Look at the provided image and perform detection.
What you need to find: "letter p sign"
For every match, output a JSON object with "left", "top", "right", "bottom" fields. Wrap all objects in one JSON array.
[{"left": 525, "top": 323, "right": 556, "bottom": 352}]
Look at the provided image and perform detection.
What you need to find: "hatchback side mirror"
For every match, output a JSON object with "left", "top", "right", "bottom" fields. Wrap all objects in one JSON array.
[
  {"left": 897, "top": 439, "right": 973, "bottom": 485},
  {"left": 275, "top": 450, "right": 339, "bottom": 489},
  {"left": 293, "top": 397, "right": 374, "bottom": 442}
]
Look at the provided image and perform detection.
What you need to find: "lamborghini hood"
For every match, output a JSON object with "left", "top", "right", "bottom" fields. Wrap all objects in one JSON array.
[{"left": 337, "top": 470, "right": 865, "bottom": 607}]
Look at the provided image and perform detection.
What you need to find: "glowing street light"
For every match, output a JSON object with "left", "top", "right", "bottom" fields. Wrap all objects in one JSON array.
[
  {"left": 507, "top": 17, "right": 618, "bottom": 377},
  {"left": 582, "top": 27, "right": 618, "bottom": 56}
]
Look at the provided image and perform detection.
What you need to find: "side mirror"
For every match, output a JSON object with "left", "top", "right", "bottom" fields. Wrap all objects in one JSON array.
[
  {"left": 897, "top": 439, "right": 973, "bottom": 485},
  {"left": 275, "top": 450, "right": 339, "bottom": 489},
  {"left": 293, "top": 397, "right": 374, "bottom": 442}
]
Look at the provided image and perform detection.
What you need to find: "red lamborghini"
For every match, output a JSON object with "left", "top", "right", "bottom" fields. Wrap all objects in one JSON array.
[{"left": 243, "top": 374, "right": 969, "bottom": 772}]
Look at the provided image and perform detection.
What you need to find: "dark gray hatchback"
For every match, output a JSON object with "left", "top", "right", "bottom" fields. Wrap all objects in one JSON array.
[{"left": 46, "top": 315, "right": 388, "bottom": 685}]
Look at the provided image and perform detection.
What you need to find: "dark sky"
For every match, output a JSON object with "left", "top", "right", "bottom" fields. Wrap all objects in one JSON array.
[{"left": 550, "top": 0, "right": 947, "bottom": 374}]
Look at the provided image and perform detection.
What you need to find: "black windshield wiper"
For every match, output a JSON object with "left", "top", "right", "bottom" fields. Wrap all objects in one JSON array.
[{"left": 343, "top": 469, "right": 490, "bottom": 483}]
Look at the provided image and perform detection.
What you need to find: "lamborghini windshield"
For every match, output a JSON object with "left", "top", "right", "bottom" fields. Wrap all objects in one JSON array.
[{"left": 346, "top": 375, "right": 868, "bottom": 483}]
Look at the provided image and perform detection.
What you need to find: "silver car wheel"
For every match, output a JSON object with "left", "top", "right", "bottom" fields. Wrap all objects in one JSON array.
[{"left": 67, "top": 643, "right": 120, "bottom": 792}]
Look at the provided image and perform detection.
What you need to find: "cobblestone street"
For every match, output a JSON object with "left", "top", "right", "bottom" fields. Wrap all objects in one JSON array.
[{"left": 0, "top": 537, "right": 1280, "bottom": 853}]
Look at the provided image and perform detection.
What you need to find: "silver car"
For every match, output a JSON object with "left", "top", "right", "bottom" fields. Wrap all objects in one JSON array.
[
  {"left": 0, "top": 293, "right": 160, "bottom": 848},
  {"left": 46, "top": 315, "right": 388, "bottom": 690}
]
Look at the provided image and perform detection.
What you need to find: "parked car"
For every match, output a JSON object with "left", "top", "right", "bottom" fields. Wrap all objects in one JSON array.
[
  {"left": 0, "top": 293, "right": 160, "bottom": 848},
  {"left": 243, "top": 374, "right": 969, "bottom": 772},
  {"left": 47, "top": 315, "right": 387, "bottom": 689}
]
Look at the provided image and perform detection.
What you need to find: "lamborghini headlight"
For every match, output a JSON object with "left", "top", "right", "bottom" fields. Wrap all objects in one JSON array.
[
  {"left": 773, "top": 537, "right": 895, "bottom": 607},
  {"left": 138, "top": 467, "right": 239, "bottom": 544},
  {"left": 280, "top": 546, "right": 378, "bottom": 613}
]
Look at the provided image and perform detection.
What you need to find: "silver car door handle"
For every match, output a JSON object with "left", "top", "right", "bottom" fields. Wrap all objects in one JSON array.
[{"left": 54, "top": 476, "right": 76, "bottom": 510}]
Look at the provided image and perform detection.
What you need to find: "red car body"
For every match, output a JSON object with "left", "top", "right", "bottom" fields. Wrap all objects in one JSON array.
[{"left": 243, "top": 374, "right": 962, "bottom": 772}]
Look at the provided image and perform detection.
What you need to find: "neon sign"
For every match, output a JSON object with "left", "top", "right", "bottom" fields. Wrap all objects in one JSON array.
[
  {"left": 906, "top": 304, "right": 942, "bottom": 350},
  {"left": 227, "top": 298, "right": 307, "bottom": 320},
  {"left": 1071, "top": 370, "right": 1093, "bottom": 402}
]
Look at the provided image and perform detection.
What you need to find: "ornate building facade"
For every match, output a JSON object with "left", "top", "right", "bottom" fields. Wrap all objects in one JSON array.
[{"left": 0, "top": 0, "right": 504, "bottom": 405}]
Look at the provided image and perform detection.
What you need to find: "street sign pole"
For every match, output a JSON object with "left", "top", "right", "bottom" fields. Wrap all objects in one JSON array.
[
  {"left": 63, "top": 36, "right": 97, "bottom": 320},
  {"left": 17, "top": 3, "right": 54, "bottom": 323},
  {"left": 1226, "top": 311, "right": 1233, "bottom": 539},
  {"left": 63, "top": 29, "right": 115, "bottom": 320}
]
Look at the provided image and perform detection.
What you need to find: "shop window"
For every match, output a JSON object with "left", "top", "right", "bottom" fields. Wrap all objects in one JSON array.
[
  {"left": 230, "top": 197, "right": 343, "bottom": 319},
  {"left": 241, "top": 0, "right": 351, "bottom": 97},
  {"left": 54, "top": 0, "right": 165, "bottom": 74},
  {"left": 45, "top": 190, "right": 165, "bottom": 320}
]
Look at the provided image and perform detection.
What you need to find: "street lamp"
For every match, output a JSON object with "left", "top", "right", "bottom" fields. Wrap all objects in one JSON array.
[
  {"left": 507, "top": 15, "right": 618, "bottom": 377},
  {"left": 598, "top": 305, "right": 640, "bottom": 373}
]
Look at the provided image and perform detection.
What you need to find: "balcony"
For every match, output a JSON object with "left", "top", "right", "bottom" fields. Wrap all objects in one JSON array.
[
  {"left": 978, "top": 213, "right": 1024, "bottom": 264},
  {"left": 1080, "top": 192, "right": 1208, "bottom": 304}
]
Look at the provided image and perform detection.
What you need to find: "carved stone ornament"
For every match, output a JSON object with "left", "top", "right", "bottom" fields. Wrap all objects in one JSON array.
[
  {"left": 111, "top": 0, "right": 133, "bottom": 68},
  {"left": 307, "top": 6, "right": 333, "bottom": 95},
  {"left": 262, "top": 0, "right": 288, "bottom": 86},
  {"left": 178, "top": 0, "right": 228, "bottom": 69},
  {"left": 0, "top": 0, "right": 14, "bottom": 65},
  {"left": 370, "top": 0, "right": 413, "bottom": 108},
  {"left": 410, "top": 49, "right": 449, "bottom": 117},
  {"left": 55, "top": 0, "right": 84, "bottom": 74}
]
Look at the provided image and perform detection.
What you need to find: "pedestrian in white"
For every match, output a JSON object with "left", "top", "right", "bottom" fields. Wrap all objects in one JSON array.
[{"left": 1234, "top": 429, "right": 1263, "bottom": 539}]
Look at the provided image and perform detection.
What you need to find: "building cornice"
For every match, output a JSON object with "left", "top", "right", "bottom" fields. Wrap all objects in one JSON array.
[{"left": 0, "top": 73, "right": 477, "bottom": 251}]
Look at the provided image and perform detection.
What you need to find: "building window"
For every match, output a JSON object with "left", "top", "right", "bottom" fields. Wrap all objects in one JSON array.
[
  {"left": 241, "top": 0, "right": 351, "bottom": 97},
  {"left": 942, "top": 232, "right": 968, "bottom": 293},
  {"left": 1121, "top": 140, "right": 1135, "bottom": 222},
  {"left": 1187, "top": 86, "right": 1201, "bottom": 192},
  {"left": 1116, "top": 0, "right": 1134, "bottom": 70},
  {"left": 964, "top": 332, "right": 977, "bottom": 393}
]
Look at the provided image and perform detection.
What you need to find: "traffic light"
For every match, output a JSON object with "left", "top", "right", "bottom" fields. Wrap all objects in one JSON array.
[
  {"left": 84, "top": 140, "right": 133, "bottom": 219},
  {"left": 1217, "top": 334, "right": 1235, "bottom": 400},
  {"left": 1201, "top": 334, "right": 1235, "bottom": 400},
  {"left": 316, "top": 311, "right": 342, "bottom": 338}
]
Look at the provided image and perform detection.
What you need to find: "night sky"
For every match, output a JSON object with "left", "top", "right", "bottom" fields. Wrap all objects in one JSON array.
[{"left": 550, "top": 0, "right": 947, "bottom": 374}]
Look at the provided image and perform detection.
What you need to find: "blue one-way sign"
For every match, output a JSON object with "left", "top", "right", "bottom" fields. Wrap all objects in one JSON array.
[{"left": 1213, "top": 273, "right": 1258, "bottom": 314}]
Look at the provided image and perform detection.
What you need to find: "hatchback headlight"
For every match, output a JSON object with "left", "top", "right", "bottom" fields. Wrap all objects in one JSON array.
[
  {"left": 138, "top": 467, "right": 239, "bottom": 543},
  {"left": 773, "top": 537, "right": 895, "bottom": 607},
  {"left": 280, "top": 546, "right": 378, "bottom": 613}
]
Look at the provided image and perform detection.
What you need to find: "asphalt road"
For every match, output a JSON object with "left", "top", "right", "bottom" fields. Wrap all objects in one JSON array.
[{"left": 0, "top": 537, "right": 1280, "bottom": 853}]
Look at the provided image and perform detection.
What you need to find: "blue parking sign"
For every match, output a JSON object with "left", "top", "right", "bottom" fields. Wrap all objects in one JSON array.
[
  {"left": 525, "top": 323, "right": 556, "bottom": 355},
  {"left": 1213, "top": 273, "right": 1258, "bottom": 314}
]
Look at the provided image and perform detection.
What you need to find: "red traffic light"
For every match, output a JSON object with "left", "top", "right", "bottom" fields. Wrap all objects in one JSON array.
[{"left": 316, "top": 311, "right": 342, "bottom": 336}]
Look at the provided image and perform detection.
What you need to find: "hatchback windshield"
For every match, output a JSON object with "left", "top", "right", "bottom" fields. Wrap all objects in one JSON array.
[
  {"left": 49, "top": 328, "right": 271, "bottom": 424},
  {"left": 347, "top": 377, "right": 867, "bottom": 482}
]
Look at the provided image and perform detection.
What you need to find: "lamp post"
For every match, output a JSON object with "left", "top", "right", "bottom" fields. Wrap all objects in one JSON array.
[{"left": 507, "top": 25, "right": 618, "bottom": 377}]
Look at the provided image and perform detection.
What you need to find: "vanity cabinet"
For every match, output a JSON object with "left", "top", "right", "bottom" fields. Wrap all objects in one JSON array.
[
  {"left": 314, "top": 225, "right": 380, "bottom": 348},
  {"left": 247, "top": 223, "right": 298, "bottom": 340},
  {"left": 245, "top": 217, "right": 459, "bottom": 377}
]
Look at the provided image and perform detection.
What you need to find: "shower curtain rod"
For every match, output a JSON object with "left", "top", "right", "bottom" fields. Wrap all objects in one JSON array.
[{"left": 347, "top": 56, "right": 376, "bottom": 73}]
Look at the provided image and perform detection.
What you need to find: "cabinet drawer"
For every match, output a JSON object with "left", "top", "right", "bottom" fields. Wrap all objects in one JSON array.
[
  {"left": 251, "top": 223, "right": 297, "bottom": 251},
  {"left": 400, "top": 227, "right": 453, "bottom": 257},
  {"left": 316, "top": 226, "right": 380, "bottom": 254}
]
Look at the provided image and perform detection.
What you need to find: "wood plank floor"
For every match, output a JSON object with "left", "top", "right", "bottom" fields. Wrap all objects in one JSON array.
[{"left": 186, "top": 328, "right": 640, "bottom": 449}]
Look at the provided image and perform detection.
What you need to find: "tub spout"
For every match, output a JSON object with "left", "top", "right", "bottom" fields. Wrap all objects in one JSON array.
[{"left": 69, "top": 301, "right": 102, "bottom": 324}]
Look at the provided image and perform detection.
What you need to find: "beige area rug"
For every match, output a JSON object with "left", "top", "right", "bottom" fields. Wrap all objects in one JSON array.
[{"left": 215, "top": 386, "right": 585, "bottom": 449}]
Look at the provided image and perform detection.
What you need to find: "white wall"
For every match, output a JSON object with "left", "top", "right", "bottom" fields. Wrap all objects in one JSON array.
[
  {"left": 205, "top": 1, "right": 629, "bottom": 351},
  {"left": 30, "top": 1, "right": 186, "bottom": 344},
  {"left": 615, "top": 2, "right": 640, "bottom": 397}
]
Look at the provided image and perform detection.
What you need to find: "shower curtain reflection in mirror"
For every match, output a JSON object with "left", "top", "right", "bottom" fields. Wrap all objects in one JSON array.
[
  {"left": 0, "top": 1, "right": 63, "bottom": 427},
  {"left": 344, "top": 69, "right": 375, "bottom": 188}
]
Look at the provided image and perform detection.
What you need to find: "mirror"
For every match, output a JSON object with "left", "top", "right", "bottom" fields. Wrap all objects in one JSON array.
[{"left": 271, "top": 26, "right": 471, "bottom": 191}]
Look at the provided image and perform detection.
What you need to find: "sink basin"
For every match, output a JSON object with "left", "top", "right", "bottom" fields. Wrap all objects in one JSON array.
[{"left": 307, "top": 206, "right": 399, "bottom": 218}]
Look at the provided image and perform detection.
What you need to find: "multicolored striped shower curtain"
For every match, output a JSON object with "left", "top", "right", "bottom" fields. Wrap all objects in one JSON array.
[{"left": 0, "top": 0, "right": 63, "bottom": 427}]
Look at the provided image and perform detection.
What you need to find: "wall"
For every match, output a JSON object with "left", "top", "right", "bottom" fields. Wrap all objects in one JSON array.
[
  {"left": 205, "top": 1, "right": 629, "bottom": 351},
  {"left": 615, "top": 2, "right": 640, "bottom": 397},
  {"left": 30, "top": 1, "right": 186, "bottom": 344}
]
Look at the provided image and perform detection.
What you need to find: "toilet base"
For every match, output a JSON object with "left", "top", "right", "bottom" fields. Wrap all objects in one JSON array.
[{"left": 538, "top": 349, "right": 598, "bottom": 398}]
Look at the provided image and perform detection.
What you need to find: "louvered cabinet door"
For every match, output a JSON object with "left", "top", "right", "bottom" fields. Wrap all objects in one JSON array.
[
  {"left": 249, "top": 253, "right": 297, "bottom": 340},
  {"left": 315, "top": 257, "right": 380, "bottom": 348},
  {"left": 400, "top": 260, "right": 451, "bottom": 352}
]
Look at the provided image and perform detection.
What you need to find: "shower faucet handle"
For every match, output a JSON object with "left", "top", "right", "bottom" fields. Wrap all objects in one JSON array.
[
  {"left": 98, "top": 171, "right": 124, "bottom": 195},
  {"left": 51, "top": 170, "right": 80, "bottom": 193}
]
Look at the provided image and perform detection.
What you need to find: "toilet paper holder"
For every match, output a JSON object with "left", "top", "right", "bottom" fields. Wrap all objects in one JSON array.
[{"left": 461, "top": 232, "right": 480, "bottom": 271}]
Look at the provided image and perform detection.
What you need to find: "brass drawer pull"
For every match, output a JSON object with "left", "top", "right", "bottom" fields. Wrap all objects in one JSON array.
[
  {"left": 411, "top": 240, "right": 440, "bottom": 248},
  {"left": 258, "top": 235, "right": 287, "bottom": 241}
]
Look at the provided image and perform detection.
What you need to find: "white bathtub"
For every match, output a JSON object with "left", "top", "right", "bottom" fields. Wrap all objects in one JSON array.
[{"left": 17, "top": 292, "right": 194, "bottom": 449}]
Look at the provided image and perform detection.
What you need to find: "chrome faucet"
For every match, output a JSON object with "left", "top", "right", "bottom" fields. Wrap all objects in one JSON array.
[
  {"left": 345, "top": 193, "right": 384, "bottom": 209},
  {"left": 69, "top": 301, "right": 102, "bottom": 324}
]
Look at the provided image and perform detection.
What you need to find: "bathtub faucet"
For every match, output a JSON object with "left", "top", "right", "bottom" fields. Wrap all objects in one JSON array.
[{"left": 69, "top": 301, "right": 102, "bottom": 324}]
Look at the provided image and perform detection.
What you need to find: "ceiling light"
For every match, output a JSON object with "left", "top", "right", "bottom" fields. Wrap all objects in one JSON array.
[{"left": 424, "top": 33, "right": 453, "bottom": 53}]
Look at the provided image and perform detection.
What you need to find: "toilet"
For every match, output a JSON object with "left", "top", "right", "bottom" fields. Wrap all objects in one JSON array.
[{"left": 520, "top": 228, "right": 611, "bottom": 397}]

◆ ◆ ◆ ◆

## EXERCISE DIRECTIONS
From the listing above, pull out every line that contains the string "cabinet", treating uppercase and lowercase letters as different.

## RESULT OF THIS EXERCISE
What you need to find: "vanity cabinet"
What you need to find: "cabinet drawer"
What you need to find: "louvered cabinet door"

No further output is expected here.